Text under study
<<<<
Journal Article Levels, potential sources and human health risk of polycyclic aromatic hydrocarbons (PAHs) in particulate matter (PM10) in Kumasi, Ghana

Bortey-Sam, Nesta  ,  Ikenaka, Yoshinori  ,  Akoto, Osei  ,  Nakayama, Shouta M. M.  ,  Yohannes, Yared Beyene  ,  Baidoo, Elvis  ,  Mizukawa, Hazuki  ,  Ishizuka, Mayumi

22 ( 13 )  , pp.9658 - 9667 , 2015-07 , Springer
Airborne particulate samples were collected on quartz filters to determine the concentrations, sources and health risks of polycyclic aromatic hydrocarbons (PAHs) in air in Kumasi, Ghana. A total of 32 air samples were collected in Kwame Nkrumah University of Science and Technology (KNUST) campus (pristine site) and city centre (CC). Samples were extracted with 1:2 v/v acetone:hexane mixture prior to GC-MS analyses. The sum of concentrations of 17 PAHs in air ranged from 0.51 to 16 (KNUST) and 19-38 ng/m3 (CC). The concentration of benzo[a]pyrene, BaP, ranged from below detection limit to 0.08 ng/m3 (KNUST) and 1.6 to 5.6 ng/m3 (CC). Chemical mass balance model showed that PAHs in air in Kumasi were mainly from fuel combustion. The total BaP equivalent concentration (BaPeq) in CC was 18 times higher compared to KNUST; based on the European Legislation and Swedish and UK Standards for BaP in air, CC could be classified as highly polluted. Estimated carcinogenicity of PAHs in terms of BaPeq indicated that BaP was the principal PAH contributor in CC (70 %). Health risk to adults and children associated with PAH inhalation was assessed by taking into account the lifetime average daily dose and corresponding incremental lifetime cancer risk (ILCR). The ILCR was within the acceptable range (10-6 to 10-4), indicating low health risk to residents.
>>>>
What needs to be done
Answer these questions using the text on PAHs in Kumasi air:
(a) How many air samples were collected in total?
(b) What mixture were the samples extracted with before GC-MS analysis?
(c) According to the chemical mass balance model, what was the main source of PAHs in air in Kumasi?

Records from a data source
<<<<
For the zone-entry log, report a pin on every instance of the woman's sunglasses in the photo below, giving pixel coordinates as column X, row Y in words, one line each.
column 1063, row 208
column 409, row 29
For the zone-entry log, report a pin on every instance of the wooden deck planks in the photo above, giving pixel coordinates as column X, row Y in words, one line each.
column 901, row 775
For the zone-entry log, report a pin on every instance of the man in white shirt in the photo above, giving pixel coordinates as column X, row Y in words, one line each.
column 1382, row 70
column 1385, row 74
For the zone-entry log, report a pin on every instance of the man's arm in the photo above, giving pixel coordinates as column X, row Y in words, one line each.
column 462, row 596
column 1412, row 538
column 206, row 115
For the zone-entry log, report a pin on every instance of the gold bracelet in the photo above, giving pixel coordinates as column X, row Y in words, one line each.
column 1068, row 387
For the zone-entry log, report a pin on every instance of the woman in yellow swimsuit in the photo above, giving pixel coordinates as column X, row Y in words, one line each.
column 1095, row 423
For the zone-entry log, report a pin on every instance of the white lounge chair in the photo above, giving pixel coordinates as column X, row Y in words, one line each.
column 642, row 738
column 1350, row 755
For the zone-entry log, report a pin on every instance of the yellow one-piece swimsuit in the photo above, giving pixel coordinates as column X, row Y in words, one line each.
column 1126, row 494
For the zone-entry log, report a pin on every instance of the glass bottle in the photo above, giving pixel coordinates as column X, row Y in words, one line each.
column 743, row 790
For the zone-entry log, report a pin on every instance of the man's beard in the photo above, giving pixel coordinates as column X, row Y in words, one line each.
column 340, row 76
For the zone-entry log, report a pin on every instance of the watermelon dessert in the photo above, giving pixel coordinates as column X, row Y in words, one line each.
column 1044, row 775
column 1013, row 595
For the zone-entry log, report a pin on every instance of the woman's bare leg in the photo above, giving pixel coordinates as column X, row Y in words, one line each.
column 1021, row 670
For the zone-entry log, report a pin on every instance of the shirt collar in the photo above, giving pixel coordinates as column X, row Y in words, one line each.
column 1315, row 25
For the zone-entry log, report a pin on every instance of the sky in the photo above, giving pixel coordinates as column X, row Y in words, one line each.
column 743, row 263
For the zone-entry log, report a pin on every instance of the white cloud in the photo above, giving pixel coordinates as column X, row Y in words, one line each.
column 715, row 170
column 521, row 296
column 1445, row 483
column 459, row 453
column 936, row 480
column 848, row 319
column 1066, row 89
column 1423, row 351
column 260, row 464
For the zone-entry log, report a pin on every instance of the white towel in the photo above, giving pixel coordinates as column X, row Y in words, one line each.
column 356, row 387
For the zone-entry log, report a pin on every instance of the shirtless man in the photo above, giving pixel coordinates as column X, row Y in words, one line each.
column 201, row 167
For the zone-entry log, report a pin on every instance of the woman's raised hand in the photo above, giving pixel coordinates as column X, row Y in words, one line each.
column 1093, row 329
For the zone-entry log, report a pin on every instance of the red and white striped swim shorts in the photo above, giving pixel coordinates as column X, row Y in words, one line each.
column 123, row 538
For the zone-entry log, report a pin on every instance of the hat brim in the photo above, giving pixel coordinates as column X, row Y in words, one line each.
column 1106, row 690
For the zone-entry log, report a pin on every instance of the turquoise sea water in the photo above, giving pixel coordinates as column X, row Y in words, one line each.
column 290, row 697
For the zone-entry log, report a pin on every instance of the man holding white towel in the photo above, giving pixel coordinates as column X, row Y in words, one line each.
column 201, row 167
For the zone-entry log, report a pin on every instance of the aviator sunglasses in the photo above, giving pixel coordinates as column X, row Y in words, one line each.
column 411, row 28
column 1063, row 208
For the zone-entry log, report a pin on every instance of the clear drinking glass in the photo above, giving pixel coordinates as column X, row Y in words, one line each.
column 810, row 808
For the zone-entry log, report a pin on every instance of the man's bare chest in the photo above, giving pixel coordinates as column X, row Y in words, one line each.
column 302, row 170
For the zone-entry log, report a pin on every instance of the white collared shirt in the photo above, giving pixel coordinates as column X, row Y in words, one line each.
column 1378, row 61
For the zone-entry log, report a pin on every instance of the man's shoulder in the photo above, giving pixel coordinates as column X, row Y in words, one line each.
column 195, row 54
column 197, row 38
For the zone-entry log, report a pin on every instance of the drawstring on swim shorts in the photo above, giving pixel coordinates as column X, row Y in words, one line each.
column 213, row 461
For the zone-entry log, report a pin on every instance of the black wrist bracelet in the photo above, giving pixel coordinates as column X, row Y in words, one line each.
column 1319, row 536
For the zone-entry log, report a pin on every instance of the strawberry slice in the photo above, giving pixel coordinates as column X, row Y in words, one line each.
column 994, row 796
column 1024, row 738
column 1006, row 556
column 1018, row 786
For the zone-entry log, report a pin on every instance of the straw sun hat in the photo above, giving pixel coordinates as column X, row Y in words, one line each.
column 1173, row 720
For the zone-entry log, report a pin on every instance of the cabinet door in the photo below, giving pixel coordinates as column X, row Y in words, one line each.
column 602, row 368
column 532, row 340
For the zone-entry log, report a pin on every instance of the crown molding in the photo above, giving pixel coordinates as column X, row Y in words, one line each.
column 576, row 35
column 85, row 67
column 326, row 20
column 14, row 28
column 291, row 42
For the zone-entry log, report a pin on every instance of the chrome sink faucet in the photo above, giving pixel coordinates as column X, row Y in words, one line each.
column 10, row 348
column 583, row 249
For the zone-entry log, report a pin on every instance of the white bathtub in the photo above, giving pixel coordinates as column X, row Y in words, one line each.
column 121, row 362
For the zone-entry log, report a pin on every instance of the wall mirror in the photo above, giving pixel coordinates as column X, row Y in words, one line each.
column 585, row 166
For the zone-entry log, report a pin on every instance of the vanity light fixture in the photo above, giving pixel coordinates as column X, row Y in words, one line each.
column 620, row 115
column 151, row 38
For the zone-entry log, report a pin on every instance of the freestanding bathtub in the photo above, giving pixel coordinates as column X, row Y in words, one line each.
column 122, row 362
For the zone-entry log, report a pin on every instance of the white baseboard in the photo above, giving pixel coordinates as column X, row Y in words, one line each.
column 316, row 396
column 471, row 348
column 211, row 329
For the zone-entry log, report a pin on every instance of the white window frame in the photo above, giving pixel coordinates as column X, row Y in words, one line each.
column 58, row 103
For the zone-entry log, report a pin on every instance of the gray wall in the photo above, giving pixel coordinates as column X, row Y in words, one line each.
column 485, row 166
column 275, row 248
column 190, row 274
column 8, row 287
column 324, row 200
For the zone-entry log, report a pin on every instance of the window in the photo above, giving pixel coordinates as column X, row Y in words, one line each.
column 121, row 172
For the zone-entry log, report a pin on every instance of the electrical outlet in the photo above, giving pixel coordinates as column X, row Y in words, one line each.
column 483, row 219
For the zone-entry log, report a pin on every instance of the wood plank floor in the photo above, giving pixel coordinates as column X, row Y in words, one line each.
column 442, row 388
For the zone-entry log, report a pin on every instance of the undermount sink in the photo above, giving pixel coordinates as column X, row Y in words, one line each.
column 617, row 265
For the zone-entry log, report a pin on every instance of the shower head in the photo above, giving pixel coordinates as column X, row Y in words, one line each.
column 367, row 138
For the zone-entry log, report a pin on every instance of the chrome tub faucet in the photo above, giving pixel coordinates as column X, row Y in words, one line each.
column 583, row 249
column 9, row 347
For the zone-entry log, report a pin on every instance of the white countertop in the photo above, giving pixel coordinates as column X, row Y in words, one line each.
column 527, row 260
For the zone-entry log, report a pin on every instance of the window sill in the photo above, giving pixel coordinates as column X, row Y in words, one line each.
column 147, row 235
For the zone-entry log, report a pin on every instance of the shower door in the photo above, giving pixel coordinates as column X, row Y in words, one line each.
>>>>
Written solution
(a) 32 air samples.
(b) A 1:2 v/v acetone:hexane mixture.
(c) Fuel combustion.